Instructions to follow: Please show every line of the items below that contains the word "white".

Data collected from a set
------------------------
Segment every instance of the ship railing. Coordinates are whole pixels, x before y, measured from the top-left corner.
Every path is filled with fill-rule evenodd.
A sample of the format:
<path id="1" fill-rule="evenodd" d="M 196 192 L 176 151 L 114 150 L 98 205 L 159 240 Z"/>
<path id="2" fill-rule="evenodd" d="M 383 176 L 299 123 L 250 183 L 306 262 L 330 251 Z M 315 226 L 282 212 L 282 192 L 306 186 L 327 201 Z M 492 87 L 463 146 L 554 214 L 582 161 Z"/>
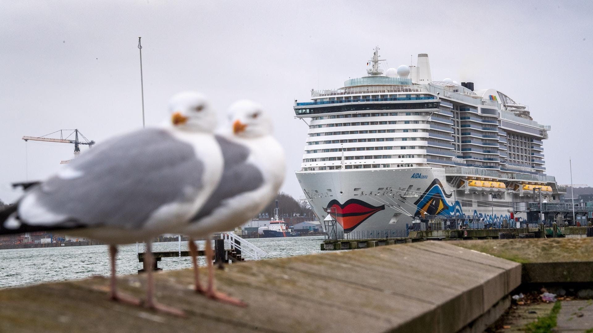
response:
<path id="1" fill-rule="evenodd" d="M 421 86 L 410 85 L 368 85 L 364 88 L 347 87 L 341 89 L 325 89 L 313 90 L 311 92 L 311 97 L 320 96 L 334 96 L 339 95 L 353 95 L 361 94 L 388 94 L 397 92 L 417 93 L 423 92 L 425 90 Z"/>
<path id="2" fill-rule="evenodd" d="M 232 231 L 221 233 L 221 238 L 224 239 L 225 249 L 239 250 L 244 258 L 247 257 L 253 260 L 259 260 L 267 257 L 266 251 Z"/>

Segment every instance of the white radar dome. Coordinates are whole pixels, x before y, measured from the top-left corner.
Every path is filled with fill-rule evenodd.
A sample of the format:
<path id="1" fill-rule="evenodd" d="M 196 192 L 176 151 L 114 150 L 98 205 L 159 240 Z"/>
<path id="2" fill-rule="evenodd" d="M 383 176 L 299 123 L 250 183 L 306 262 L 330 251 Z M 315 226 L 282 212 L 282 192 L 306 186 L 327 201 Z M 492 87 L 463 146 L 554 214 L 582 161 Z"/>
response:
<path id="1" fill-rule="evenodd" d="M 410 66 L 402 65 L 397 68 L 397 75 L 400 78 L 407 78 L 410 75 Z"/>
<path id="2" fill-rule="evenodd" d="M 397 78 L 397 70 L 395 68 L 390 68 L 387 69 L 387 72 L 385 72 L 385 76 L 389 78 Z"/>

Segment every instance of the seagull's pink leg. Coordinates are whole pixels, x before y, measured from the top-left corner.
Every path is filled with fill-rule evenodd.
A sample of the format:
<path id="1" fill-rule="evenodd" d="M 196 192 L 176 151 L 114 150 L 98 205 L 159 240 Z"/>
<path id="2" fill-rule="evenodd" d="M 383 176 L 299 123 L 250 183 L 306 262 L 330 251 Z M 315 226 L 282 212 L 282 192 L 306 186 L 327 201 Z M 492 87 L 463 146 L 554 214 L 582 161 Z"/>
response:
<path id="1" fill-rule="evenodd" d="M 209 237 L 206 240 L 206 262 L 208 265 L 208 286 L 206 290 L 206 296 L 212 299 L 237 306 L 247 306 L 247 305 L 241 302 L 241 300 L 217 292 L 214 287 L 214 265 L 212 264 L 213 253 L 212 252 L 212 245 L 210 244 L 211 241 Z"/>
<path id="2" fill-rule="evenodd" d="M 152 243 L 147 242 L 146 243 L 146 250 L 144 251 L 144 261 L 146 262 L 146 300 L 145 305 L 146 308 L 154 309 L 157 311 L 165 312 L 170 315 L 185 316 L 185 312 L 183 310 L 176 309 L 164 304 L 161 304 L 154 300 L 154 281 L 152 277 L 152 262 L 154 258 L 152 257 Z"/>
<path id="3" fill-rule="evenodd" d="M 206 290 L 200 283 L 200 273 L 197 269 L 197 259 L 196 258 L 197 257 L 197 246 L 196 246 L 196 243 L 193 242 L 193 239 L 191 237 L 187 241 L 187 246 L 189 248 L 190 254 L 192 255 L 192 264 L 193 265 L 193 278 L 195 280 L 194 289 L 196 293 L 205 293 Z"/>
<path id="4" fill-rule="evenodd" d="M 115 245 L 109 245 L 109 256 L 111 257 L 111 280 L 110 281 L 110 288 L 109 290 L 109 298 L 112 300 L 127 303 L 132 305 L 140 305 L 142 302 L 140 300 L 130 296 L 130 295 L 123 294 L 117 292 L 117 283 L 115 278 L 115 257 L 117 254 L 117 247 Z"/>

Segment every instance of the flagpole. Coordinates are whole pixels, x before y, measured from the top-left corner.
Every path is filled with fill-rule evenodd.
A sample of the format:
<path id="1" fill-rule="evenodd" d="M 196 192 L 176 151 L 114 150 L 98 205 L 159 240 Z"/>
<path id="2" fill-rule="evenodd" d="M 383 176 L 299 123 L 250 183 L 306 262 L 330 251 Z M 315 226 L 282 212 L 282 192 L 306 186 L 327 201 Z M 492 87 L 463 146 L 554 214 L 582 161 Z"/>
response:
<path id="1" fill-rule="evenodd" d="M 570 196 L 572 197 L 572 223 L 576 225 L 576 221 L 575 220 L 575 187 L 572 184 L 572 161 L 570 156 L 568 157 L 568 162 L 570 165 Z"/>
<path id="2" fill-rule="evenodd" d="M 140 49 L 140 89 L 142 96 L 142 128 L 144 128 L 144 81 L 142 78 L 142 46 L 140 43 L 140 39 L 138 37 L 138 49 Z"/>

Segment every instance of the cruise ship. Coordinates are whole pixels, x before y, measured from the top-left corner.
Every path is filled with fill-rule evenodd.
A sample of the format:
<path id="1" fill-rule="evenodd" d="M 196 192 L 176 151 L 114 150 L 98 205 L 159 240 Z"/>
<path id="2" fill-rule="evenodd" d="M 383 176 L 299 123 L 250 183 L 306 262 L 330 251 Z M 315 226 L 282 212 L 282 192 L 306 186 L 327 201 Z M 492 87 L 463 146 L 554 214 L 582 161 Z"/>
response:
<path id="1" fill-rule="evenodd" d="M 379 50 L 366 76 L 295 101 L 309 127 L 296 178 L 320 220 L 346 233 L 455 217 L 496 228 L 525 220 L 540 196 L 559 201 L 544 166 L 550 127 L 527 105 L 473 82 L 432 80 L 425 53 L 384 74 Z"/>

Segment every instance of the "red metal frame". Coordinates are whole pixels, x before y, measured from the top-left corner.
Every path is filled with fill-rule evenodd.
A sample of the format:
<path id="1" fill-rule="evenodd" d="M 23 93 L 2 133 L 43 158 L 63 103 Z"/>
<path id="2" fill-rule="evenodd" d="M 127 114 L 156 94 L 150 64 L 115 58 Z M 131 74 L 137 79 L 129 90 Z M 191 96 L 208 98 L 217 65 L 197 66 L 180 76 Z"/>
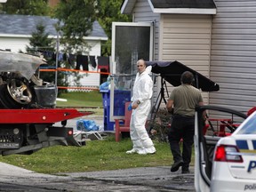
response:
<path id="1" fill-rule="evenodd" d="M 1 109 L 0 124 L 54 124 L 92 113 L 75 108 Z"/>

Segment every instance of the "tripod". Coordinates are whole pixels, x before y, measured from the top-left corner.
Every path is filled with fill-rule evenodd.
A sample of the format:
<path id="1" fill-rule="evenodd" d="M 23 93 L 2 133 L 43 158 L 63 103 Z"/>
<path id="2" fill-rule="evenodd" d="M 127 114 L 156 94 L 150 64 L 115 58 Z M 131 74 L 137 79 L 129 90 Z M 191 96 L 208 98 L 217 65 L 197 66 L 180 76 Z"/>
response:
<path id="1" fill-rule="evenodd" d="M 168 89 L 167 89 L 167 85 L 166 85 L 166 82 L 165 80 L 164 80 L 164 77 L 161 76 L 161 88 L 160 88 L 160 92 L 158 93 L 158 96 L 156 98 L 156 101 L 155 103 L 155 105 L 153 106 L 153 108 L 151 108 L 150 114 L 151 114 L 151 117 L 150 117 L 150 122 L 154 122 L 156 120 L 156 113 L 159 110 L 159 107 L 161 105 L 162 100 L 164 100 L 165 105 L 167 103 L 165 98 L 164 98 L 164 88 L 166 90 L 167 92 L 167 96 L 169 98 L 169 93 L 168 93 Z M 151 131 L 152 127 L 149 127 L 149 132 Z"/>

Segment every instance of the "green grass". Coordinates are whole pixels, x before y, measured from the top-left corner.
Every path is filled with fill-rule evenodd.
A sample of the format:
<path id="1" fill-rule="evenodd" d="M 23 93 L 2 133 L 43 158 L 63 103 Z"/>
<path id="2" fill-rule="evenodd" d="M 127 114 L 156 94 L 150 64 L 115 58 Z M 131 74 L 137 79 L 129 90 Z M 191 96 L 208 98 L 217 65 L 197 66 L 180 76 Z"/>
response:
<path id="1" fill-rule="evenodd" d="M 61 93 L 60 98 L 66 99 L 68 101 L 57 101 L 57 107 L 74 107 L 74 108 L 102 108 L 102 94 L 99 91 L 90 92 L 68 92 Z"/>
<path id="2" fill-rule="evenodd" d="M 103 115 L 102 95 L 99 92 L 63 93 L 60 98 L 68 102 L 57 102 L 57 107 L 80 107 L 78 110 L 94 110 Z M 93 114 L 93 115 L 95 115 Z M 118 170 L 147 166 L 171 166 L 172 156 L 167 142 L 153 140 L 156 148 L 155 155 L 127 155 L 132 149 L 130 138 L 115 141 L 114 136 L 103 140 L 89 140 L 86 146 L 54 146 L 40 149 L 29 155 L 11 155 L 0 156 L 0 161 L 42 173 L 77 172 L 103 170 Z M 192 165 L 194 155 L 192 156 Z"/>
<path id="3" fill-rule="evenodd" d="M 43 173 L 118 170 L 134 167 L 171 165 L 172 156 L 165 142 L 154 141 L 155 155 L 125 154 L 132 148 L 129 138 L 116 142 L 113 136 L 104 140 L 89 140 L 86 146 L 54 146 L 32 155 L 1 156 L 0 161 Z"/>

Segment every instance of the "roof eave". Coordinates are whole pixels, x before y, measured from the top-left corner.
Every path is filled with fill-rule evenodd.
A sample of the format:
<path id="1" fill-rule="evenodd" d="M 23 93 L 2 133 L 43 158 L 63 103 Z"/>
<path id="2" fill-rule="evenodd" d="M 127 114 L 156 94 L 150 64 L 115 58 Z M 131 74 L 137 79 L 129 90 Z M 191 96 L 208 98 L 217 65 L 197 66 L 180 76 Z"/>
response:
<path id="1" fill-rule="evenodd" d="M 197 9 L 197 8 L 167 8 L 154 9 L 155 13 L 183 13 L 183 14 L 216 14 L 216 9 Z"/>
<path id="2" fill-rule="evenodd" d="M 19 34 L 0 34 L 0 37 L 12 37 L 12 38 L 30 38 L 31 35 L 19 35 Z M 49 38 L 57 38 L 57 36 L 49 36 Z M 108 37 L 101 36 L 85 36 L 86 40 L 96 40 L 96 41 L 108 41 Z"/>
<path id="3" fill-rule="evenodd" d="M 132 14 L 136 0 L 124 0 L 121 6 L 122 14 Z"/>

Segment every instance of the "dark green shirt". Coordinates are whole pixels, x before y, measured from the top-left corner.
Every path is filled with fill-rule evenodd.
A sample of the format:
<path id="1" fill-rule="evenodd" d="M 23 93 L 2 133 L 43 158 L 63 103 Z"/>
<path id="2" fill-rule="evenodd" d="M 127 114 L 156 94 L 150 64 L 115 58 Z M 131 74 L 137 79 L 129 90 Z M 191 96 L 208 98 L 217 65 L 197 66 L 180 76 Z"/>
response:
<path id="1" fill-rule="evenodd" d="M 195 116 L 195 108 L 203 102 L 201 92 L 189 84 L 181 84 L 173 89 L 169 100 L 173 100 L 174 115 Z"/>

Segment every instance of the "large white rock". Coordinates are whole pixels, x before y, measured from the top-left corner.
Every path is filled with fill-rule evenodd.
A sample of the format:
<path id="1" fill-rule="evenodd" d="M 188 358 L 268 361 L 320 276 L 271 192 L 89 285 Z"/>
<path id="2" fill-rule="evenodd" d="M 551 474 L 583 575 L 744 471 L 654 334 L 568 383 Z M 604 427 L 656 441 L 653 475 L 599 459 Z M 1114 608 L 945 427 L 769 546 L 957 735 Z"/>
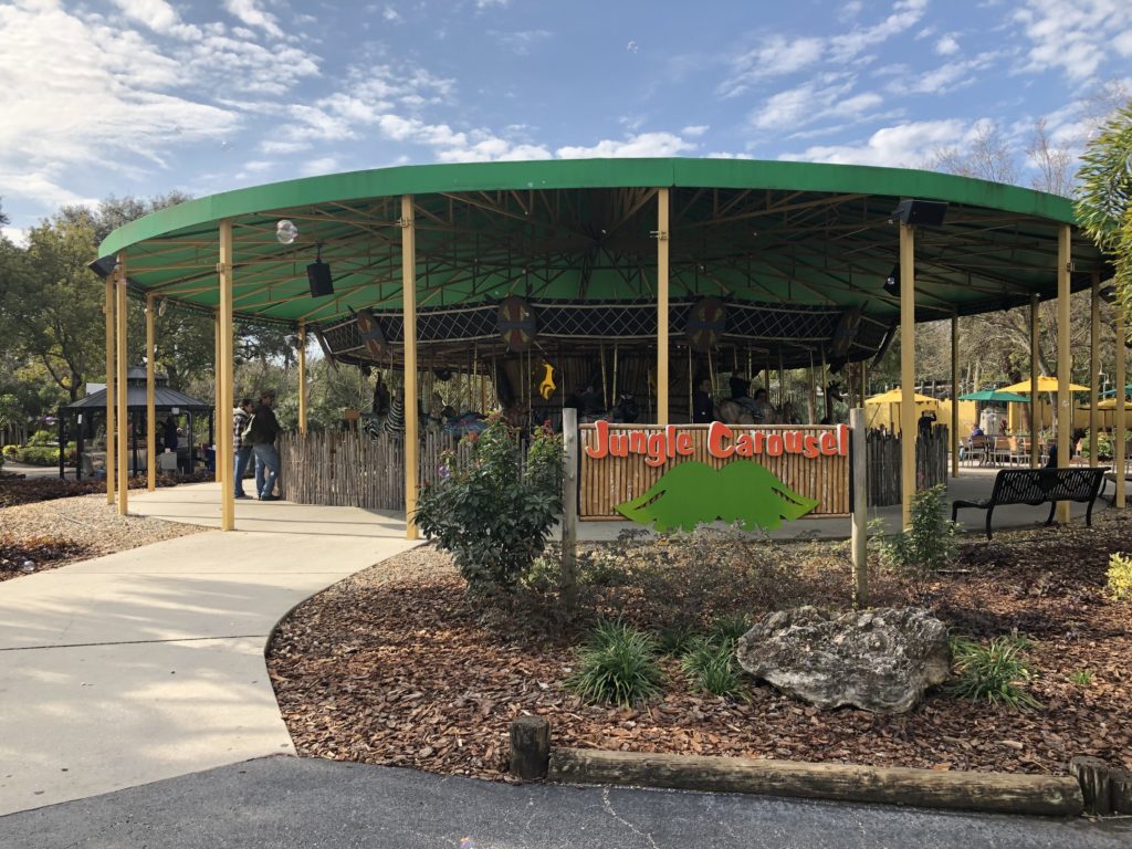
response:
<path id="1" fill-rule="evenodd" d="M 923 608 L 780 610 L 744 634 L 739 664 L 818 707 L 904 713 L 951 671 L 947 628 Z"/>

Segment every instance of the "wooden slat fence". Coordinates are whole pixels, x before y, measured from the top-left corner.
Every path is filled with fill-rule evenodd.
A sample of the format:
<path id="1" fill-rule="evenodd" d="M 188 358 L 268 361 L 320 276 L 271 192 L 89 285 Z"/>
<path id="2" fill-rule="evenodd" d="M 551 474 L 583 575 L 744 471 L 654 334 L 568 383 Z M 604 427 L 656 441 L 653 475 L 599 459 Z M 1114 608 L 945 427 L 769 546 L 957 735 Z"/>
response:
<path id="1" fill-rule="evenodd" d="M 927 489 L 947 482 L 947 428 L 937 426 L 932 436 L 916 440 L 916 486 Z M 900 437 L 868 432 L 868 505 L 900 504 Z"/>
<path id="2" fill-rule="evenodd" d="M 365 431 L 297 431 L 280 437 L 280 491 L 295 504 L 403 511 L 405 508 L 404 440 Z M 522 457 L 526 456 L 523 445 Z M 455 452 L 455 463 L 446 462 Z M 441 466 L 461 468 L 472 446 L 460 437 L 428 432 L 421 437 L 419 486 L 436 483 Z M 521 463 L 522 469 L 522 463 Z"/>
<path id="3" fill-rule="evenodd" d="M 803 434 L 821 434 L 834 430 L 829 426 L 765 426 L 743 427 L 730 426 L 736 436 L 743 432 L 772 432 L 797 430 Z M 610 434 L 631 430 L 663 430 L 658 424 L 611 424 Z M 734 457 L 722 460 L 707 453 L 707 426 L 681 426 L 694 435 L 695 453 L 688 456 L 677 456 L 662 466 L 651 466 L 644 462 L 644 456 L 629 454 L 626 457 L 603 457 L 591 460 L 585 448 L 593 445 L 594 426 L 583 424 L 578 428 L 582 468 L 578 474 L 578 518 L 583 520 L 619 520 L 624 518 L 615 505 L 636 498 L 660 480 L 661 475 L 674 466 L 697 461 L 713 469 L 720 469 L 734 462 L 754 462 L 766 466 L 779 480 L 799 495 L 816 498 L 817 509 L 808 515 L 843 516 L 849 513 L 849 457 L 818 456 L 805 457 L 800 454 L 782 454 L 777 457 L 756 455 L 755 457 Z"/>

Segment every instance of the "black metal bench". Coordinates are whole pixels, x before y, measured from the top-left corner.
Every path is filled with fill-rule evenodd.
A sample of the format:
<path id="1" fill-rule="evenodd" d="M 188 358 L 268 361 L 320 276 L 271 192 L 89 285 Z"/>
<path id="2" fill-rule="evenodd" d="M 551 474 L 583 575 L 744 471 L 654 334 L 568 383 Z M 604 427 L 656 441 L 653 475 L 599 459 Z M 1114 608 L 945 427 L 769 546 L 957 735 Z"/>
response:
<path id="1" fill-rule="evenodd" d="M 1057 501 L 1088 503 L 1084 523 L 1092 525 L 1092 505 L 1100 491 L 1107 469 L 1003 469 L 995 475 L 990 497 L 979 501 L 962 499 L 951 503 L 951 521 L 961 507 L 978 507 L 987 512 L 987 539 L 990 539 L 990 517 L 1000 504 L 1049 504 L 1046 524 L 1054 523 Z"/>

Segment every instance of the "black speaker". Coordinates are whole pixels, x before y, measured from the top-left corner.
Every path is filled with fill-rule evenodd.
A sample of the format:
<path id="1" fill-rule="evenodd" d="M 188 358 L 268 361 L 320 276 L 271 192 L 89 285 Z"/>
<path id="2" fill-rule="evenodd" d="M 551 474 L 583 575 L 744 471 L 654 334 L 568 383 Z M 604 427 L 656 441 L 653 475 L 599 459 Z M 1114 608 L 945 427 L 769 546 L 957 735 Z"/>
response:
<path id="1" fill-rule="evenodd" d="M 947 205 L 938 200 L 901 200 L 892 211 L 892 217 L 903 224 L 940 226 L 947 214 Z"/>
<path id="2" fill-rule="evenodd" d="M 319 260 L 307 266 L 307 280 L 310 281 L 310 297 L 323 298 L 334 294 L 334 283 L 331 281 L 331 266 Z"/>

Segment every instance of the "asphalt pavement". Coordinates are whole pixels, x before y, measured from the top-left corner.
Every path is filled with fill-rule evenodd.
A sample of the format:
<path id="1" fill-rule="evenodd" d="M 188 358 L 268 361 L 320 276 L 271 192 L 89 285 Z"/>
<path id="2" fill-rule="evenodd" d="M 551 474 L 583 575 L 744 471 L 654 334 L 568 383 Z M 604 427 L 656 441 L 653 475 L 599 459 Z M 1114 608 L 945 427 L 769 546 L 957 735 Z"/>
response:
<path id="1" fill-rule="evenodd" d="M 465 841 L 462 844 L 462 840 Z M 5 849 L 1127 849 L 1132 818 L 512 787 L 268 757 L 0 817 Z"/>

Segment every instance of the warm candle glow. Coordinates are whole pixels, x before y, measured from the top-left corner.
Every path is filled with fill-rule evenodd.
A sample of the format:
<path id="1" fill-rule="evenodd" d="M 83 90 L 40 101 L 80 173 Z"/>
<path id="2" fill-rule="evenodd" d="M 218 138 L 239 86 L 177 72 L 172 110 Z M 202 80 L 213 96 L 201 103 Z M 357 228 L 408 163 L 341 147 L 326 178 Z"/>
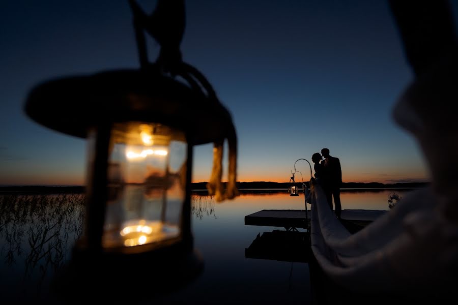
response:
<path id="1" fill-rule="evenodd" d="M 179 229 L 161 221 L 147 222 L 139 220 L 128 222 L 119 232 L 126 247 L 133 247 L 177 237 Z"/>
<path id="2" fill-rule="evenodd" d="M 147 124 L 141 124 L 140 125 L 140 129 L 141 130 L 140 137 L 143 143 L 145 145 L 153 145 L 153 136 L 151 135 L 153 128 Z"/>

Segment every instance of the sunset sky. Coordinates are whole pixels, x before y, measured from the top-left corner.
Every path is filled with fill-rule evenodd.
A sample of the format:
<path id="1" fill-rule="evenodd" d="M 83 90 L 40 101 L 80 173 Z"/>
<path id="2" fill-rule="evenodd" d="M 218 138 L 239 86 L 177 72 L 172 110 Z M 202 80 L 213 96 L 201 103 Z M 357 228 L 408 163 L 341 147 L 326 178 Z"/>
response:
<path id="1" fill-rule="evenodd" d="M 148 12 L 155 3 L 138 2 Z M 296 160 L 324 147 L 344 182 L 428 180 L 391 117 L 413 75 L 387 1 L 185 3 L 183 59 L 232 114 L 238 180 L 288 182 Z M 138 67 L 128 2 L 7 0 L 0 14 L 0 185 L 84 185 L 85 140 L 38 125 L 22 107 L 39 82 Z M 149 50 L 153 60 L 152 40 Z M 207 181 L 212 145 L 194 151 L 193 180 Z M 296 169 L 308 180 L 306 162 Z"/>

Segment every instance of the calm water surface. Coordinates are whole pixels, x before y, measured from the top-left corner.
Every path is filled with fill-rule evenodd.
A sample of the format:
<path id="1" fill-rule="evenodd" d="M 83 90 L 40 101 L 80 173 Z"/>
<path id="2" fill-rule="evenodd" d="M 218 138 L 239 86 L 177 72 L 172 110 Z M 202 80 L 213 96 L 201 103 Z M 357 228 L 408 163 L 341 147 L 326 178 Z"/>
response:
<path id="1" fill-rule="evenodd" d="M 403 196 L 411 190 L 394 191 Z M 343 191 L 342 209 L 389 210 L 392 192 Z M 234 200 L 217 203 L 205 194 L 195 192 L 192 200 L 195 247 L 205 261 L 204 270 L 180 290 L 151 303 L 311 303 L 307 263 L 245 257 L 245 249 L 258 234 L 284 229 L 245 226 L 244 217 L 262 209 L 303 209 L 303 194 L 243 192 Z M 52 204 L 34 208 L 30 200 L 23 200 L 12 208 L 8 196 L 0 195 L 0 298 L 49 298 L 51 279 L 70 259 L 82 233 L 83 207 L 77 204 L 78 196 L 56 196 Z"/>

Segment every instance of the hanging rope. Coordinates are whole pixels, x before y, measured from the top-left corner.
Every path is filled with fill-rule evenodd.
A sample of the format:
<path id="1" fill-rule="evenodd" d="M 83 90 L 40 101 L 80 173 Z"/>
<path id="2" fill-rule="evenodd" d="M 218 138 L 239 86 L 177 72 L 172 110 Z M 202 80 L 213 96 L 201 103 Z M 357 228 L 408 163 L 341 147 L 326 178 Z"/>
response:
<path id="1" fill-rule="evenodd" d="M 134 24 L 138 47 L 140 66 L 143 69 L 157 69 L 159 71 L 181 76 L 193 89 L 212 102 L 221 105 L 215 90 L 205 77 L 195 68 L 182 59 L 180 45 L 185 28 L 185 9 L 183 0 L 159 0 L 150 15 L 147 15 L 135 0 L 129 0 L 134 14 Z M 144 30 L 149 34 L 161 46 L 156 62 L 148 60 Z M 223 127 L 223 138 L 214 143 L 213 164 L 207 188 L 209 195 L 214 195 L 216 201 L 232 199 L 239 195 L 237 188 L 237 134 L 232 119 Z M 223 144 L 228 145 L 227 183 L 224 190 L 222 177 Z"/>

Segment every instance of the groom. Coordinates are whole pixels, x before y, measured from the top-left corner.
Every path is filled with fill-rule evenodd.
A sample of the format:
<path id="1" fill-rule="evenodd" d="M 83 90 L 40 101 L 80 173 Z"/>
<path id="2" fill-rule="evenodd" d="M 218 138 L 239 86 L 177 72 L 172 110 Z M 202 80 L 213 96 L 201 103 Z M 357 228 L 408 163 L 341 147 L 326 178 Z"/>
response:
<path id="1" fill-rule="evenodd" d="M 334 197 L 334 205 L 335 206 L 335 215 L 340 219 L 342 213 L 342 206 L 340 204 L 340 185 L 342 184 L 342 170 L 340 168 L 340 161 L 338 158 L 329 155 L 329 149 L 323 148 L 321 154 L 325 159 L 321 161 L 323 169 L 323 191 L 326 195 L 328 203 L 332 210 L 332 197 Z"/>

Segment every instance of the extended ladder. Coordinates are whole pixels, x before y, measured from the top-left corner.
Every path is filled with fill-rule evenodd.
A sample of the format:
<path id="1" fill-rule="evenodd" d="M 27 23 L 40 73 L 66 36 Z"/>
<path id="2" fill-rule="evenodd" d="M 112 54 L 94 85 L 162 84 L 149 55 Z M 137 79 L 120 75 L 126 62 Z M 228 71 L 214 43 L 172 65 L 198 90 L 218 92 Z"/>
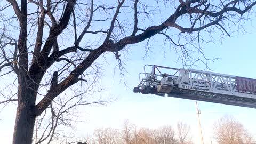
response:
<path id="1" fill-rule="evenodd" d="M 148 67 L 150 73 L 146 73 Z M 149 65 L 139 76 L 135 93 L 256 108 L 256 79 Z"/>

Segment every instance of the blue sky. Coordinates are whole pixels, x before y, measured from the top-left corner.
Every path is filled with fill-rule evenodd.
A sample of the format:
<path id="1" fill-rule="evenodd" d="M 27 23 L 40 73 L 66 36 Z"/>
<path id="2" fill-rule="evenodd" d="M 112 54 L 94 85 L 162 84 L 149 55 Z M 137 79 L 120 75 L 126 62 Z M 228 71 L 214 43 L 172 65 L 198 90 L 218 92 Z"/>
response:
------------------------
Written response:
Segment every instance of the white radar dome. Coordinates are whole pixels, x before y, measured from the top-left corner.
Segment every instance of the "large white rock". Coordinates are whole pixels, x before y, measured from the top-left corner.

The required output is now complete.